# Wheel arch chips - possible rust?



## alex_123_fra (Jun 1, 2008)

Hi guys, 

I was washing my car yesterday and noticed that the rear wheel arches seem to have some stone chips on the edge (i.e. not the paintwork facing the outside world, but the edge facing the ground). The edges are very thin. I also noticed that in a few of the chips I could see what looked like rust colour. Surrounding paint is fine. Sorry I don't have pics. Can take some later.

What is the best way to deal with them? I tried polishing with some scratch X but the rust colour isn't coming off. I was going to just touch these up but the rust colour worried me. Should I be touching up these or deal with them in a different way to ensure no rust issue in future? I haven't taken it to a body shop as I'm sure they'd say respray the rear side sections.

Any advice appreciated.


----------



## Andyb0127 (Jan 16, 2011)

Sounds very much like the rust colour is under the laquer, if it's not coming off. You could touch it up for now, but to be honest sounds like the damage is already done. I would take it to a bodyshop for a quote, another idea if you have a bodyshop do it is to suggest they put a fine stonechip on it before they paint the wheel arch return, the same way that bmw wheel arches are done. If we do corrosion at work we stonechip the wheel arch returns prior to painting.


----------



## alex_123_fra (Jun 1, 2008)

Thanks Andy. Is it advisable for me to sand gently to remove the rust colour and then touch up as a temporary solution?

Not sure if it is advisable to touch up over what looks like small rusted chips.

When I take it in to a body shop, what sort of price will I be looking at in terms of correcting the rear wheel arch returns with stonechip primer and then paint?


----------



## squiggs (Oct 19, 2009)

**TASK INSTRUCTIONS**.
Answer these about the wheel arch thread above:
(a) Which wheel arches did alex_123_fra find the stone chips on?
(b) What did alex_123_fra try polishing the chips with?
(c) According to Andyb0127, what do they do to the wheel arch returns before painting when they handle corrosion at work?

**STORED RECORDS**.
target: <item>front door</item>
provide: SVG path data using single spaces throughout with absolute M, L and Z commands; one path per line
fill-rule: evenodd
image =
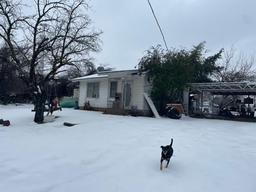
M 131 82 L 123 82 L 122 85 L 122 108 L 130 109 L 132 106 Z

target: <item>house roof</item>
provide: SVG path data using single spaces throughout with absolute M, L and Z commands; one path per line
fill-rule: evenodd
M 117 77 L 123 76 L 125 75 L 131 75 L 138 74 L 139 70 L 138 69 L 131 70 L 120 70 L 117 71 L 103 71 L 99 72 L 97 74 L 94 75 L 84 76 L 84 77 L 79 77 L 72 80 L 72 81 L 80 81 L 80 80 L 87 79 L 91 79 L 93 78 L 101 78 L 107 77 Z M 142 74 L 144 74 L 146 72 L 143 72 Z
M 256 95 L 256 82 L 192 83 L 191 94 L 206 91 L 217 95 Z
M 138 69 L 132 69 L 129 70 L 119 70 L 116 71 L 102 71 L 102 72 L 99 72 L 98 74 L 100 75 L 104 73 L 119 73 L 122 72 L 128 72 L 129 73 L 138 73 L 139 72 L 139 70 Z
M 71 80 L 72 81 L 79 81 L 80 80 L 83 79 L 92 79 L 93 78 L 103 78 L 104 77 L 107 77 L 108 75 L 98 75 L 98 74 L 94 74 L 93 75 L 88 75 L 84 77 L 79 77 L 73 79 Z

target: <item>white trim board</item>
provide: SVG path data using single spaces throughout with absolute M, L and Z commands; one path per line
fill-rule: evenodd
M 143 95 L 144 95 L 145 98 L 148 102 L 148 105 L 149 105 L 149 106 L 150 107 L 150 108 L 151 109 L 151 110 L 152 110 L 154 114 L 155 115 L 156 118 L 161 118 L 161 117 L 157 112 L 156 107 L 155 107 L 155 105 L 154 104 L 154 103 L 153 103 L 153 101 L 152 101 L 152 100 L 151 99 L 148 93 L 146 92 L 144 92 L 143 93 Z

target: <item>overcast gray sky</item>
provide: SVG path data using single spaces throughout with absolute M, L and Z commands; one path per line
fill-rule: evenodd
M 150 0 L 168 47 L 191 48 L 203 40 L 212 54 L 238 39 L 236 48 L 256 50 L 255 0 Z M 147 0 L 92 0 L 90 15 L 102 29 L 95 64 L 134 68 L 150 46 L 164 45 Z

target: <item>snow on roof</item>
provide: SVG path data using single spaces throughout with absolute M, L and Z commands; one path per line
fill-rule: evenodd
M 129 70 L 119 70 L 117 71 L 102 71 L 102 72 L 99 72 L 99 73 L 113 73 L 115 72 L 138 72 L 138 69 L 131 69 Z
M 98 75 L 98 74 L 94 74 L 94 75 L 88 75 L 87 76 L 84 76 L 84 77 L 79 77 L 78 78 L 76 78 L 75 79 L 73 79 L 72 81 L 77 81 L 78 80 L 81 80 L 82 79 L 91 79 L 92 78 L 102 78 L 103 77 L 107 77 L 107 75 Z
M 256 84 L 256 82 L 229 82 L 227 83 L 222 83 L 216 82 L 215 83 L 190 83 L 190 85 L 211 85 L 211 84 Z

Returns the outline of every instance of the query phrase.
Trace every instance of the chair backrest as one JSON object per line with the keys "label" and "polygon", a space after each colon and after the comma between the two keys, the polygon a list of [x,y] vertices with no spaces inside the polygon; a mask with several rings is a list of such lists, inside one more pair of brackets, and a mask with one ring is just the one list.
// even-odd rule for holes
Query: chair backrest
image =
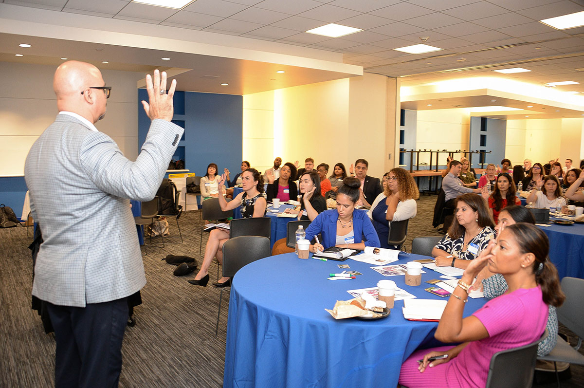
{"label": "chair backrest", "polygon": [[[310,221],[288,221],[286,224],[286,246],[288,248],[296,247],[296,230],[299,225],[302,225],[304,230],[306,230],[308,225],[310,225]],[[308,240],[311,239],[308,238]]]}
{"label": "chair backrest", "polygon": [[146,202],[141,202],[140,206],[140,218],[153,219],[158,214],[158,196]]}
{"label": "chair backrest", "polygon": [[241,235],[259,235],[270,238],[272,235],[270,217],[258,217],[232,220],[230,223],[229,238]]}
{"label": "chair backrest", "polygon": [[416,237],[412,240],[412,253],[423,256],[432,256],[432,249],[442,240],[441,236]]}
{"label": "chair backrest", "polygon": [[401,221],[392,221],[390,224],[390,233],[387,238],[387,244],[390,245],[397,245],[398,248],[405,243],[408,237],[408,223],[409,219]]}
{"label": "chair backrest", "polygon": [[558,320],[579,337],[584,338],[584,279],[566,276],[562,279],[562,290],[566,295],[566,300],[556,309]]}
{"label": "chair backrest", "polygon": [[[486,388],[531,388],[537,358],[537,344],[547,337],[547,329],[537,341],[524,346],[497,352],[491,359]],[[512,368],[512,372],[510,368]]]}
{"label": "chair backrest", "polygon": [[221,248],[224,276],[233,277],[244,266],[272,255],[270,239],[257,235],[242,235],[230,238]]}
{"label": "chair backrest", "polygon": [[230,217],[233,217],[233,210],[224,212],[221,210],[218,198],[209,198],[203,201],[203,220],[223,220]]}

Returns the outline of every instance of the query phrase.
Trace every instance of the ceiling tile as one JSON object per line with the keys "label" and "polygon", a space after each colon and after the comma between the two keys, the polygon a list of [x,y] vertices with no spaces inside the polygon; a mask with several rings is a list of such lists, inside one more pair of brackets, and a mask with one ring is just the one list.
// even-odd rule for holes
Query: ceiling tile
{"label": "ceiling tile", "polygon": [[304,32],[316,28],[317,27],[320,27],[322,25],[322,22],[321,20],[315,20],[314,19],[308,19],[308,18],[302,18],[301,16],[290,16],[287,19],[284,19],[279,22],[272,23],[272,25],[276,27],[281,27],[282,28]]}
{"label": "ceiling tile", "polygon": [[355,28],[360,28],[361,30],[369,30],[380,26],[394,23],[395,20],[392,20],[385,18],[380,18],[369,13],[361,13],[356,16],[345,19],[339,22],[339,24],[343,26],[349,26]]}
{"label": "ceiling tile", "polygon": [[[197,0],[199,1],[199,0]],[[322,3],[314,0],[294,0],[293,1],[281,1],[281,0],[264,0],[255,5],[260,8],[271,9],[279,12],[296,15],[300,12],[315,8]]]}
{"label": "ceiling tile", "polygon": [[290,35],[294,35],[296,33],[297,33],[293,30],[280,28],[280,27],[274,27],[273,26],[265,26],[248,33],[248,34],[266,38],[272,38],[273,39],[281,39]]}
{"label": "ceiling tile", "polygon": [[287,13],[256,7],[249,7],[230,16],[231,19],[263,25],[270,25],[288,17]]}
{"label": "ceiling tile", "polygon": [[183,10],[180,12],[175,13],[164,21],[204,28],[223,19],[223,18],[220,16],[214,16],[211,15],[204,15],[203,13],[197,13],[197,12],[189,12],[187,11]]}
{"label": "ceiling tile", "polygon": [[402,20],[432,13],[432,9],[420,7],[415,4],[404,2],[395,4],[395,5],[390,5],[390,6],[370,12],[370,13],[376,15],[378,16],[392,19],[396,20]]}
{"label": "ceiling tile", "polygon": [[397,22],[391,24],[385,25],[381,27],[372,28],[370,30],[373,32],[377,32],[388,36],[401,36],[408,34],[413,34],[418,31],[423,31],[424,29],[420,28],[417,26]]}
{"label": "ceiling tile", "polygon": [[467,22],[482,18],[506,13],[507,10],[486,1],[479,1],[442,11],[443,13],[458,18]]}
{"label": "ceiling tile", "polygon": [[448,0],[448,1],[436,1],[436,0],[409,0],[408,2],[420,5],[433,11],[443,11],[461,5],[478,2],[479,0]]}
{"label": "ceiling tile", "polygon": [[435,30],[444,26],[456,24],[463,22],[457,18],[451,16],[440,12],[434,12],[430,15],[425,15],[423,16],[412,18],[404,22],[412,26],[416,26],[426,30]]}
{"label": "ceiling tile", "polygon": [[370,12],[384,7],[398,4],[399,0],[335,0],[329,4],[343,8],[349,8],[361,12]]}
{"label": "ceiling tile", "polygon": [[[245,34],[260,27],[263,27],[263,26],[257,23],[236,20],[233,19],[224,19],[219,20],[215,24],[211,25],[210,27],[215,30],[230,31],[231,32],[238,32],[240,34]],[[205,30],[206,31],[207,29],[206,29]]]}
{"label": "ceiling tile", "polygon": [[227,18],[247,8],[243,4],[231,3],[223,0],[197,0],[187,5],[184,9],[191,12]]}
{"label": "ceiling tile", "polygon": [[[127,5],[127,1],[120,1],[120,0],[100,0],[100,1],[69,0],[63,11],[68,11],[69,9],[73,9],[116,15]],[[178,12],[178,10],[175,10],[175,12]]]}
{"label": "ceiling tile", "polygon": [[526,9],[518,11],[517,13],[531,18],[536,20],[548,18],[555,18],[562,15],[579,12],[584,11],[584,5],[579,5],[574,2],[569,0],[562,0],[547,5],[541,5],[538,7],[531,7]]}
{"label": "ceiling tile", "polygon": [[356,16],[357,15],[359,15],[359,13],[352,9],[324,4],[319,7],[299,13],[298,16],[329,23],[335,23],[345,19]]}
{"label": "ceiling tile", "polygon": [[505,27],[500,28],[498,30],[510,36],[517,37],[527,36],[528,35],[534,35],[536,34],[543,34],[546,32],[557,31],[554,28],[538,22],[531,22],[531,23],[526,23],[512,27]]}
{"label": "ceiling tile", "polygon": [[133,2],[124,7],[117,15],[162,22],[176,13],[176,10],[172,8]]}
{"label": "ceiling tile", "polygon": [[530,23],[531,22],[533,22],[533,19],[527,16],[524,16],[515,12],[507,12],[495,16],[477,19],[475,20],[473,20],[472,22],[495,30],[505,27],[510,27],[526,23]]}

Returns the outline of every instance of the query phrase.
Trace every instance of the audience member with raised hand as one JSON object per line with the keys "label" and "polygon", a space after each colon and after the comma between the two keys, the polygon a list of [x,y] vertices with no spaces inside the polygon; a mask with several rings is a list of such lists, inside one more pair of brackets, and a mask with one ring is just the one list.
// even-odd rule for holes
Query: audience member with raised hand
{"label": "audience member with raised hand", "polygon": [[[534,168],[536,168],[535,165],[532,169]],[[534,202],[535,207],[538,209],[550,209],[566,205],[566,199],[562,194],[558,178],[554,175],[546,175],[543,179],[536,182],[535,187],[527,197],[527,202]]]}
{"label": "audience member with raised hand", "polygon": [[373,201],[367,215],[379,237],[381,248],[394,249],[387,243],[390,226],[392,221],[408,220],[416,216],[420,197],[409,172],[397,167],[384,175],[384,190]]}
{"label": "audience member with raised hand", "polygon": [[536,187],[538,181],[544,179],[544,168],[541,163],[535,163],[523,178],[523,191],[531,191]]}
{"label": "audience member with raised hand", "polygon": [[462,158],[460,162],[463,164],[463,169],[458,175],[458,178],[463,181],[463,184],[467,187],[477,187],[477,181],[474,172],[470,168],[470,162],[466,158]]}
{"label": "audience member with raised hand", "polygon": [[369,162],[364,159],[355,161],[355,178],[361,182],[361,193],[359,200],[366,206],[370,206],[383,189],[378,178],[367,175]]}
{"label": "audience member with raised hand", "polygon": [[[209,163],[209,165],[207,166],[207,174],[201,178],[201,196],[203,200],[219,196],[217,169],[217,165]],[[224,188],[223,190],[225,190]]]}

**WRITTEN RESPONSE**.
(a) The rear wheel arches.
(b) Scratch X.
(c) They stonechip them.